====== Selected extract ======

Preprocessing/QC
This workshop will cover selection and filtration of cells based on QC metrics, data normalization and scaling, and detection of highly variable features.
A few QC metrics commonly used by the community include:
- The number of unique genes detected in each cell. Low-quality cells or empty droplets will often have very few genes, while cell doublets or multiplets may exhibit an aberrantly high gene count.
- The total number of molecules detected within a cell, which correlates strongly with the number of unique genes.
- The percentage of reads that map to the mitochondrial genome, where low-quality/dying cells often exhibit extensive mitochondrial contamination.
Interactive Workshop: Preprocessing/QC
Adding slots to the PBMC data object
The [[]] operator can add columns to object metadata. This is a great pace to stash QC stats.
# Adding percent mitochondrial column to metadata data frame
pbmc[["percent.mt"]] <- PercentFeatureSet(pbmc, pattern = "^MT-")
You can display the object metadata data frame to see QC metrics:
# Show QC metrics for the first 5 cells
head(pbmc@meta.data, 5)
Output:
Violin Plot
A violin plot is a hybrid of a box plot and a kernel density plot, which shows peaks in the data. It is used to visualize the distribution of numerical data. Unlike a box plot that can only show summary statistics, violin plots depict summary statistics and the density of each variable.
VlnPlot(pbmc, features = c("nFeature_RNA", "nCount_RNA", "percent.mt"), ncol = 3)
Output:
FeatureScatter
FeatureScatter is typically used to visualize feature-feature relationships, but can be used for anything calculated by the object, i.e. columns in object metadata, PC scores, etc.
plot1 <- FeatureScatter(pbmc, feature1 = "nCount_RNA", feature2 = "percent.mt")
plot2 <- FeatureScatter(pbmc, feature1 = "nCount_RNA", feature2 = "nFeature_RNA")
plot1 + plot2
Output:
nCount_RNA & nFeature_RNA are highly correlated (0.95) because cells with more reads usually have more detected genes. percent.mt (percent mitochondrial) and nCount_RNA are not correlated at all (-0.13), meaning mitochondrial contamination is independent of sequencing depth, which helps QC by allowing separate cutoffs for these metrics.

====== Records provided ======

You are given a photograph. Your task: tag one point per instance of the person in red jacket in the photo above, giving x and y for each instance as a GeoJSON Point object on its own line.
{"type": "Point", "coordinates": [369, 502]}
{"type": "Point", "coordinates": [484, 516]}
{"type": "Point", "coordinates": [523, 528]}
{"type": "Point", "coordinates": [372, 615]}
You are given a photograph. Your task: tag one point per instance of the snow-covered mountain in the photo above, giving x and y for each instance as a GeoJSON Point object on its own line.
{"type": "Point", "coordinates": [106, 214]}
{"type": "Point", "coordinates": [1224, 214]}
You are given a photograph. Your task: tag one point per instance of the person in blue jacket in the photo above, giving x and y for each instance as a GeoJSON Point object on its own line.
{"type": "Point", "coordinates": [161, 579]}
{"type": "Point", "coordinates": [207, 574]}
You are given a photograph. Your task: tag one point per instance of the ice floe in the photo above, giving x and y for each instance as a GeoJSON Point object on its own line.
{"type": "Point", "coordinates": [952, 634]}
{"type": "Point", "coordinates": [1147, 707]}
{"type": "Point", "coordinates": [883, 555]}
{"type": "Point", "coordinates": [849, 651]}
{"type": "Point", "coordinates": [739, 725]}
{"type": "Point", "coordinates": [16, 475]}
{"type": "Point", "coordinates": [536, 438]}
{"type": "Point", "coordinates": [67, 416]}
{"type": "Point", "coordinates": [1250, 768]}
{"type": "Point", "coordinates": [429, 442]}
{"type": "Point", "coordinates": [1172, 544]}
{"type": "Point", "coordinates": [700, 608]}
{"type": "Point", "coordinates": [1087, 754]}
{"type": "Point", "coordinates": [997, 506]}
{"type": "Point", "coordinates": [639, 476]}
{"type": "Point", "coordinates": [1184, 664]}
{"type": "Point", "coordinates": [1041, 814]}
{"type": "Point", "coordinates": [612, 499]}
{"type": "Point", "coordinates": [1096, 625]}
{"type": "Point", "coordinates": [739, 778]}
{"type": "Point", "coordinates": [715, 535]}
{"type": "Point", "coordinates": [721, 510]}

======

**Work task A**:
Answer these questions about the preprocessing/QC page.
(i) Which operator can add columns to object metadata?
(ii) What correlation value is given for nCount_RNA and nFeature_RNA?
(iii) What pattern is passed to PercentFeatureSet?
**Work task B**:
Say whether each statement agrees with the preprocessing/QC page, and quote the words that decide it.
(i) Violin plots can show only summary statistics.
(ii) percent.mt and nCount_RNA are highly correlated.
(iii) Low-quality cells often have very few genes.
**Work task C**: Duplicate the part of the preprocessing/QC page that opens with the words containing "You can display" and closes with "of each variable.".

**Problem solution A**:
(i) The [[]] operator
(ii) 0.95
(iii) "^MT-"

**Problem solution B**:
(i) No: "Unlike a box plot that can only show summary statistics, violin plots depict summary statistics and the density of each variable."
(ii) No: "percent.mt (percent mitochondrial) and nCount_RNA are not correlated at all (-0.13)"
(iii) Yes: "Low-quality cells or empty droplets will often have very few genes"

**Problem solution C**:
You can display the object metadata data frame to see QC metrics:
# Show QC metrics for the first 5 cells
head(pbmc@meta.data, 5)
Output:
Violin Plot
A violin plot is a hybrid of a box plot and a kernel density plot, which shows peaks in the data. It is used to visualize the distribution of numerical data. Unlike a box plot that can only show summary statistics, violin plots depict summary statistics and the density of each variable.